Excerpt provided:
::::

Not one to get your hopes up, as there currently remains No News On This As Yet, but seeing as I'm also not one to give-up either, I can also assure you, that regular efforts have been ongoing since the film was completed, in terms of seeking distribution [this year marks close to seven years' worth]. As you probably already know, the doc was not crowd-sourced, instead fuelled by happy little clouds, life savings, puppy dreams, glitter, kindness, and the like, and as such, the process of getting the film physically out there to be watched, wasn't/isn’t as easy, as it might sound.
Not least of all, as [deep breath] I’ve been dealing with a handful of persistent health issues, over the past four years. Nothing life-threatening thankfully, but very much ball & chain type affairs, that to date, remain unavoidably ongoing. #woeisme #idemandsympathy
Ideally, a television broadcast and/or willing streaming platform could solve this niggling home media deficiency in one deft move. I mean, you'd think distributors would be clambering for new, exciting content in these difficult times; bombarding Lawman Productions with emails detailing how we could stand to make a whole tuppence per hundred-thousand views, biannually. Across the board however, any legitimate, and to be fair, mostly-optimistic messages that have come our way seem dependent on Ghostwatch itself being re-screened alongside the doc, which would of course be ace, but seeing as I’m currently not the DG, also something impossible to predict, in terms of scheduling.
And so, with today marking the official six month countdown to National Séance 2020 — our tenth annual tweet-cast, in which fellow fans across the globe, drop everything on Hallowe'en Night, just to bang-on about how great Kevin Tripp’s cheese’n pickle sandwich is — tonight, at around 21:25, may I please ask that all you glorious Ghostwatchers make some noise on Twitter, directed to whomever you feel would be best placed to bring the doc, and eponymous Hallowe’en Hoax back to the telly box, ideally sometime later on, this year? Who knows, it may actually turn some heads.

::::

Task a: In the rows, from the line with "Tag the flower" up to and including the last line of the rows, substitute "Label" for "Query" and give back only those lines, otherwise unchanged.
The post on the Ghostwatch documentary and the rows have nothing to do with each other.

Records for the task:
::::

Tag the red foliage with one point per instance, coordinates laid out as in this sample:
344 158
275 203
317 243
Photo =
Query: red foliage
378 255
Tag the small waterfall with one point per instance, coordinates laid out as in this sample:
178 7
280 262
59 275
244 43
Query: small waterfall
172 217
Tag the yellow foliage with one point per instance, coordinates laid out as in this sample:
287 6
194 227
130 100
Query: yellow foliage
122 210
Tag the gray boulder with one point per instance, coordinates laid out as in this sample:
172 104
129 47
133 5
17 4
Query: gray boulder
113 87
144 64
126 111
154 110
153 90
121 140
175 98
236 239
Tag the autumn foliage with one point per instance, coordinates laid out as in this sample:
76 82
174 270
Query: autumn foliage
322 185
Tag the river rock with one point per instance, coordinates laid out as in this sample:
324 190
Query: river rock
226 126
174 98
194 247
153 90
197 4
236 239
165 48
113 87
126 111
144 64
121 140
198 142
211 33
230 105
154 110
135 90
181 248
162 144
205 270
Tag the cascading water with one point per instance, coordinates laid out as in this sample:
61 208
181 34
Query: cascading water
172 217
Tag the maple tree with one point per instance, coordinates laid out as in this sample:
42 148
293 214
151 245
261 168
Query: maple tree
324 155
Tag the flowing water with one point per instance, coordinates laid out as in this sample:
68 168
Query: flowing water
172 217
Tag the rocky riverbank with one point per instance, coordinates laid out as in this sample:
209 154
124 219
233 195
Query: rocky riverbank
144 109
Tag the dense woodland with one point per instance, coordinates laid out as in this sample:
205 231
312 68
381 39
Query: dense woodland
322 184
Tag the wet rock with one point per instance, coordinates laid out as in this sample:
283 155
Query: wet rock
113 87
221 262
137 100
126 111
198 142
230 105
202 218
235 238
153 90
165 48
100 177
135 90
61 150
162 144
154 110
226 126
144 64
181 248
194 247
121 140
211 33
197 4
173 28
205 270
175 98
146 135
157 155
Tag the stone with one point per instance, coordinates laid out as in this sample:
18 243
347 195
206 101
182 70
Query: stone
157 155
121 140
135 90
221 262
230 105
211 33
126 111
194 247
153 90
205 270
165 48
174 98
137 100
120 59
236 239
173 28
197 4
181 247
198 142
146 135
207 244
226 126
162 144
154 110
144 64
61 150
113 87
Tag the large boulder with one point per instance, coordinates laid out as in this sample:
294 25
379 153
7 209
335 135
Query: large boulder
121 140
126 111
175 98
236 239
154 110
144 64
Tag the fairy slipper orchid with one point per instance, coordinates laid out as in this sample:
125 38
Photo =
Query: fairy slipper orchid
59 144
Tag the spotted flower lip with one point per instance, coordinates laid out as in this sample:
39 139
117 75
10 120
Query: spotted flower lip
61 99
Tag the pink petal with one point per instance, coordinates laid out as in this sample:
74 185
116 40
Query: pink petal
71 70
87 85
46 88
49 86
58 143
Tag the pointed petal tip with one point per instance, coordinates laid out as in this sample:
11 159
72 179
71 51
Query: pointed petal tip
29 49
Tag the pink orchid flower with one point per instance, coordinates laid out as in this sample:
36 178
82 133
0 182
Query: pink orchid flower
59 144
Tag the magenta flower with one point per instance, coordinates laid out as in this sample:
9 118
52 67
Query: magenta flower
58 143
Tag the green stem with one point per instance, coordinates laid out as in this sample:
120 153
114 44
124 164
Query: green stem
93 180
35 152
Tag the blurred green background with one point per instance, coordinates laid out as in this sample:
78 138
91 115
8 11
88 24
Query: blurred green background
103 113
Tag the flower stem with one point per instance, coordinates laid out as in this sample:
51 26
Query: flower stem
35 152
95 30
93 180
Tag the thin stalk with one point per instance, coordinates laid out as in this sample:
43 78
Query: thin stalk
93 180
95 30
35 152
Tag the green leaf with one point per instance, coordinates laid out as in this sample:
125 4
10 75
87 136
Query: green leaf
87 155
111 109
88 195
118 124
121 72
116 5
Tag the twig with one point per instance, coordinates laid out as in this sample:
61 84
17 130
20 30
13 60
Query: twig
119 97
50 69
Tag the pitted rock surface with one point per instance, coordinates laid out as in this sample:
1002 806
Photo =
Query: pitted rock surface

::::

Task b: Please extract the post on the Ghostwatch documentary in full, word for word.

Exercise response a:
Tag the flower stem with one point per instance, coordinates laid out as in this sample:
51 26
Label: flower stem
35 152
95 30
93 180
Tag the thin stalk with one point per instance, coordinates laid out as in this sample:
43 78
Label: thin stalk
93 180
95 30
35 152
Tag the green leaf with one point per instance, coordinates laid out as in this sample:
125 4
10 75
87 136
Label: green leaf
87 155
111 109
88 195
118 124
121 72
116 5
Tag the twig with one point per instance, coordinates laid out as in this sample:
61 84
17 130
20 30
13 60
Label: twig
119 97
50 69
Tag the pitted rock surface with one point per instance, coordinates laid out as in this sample:
1002 806
Photo =
Label: pitted rock surface

Exercise response b:
Not one to get your hopes up, as there currently remains No News On This As Yet, but seeing as I'm also not one to give-up either, I can also assure you, that regular efforts have been ongoing since the film was completed, in terms of seeking distribution [this year marks close to seven years' worth]. As you probably already know, the doc was not crowd-sourced, instead fuelled by happy little clouds, life savings, puppy dreams, glitter, kindness, and the like, and as such, the process of getting the film physically out there to be watched, wasn't/isn’t as easy, as it might sound.
Not least of all, as [deep breath] I’ve been dealing with a handful of persistent health issues, over the past four years. Nothing life-threatening thankfully, but very much ball & chain type affairs, that to date, remain unavoidably ongoing. #woeisme #idemandsympathy
Ideally, a television broadcast and/or willing streaming platform could solve this niggling home media deficiency in one deft move. I mean, you'd think distributors would be clambering for new, exciting content in these difficult times; bombarding Lawman Productions with emails detailing how we could stand to make a whole tuppence per hundred-thousand views, biannually. Across the board however, any legitimate, and to be fair, mostly-optimistic messages that have come our way seem dependent on Ghostwatch itself being re-screened alongside the doc, which would of course be ace, but seeing as I’m currently not the DG, also something impossible to predict, in terms of scheduling.
And so, with today marking the official six month countdown to National Séance 2020 — our tenth annual tweet-cast, in which fellow fans across the globe, drop everything on Hallowe'en Night, just to bang-on about how great Kevin Tripp’s cheese’n pickle sandwich is — tonight, at around 21:25, may I please ask that all you glorious Ghostwatchers make some noise on Twitter, directed to whomever you feel would be best placed to bring the doc, and eponymous Hallowe’en Hoax back to the telly box, ideally sometime later on, this year? Who knows, it may actually turn some heads.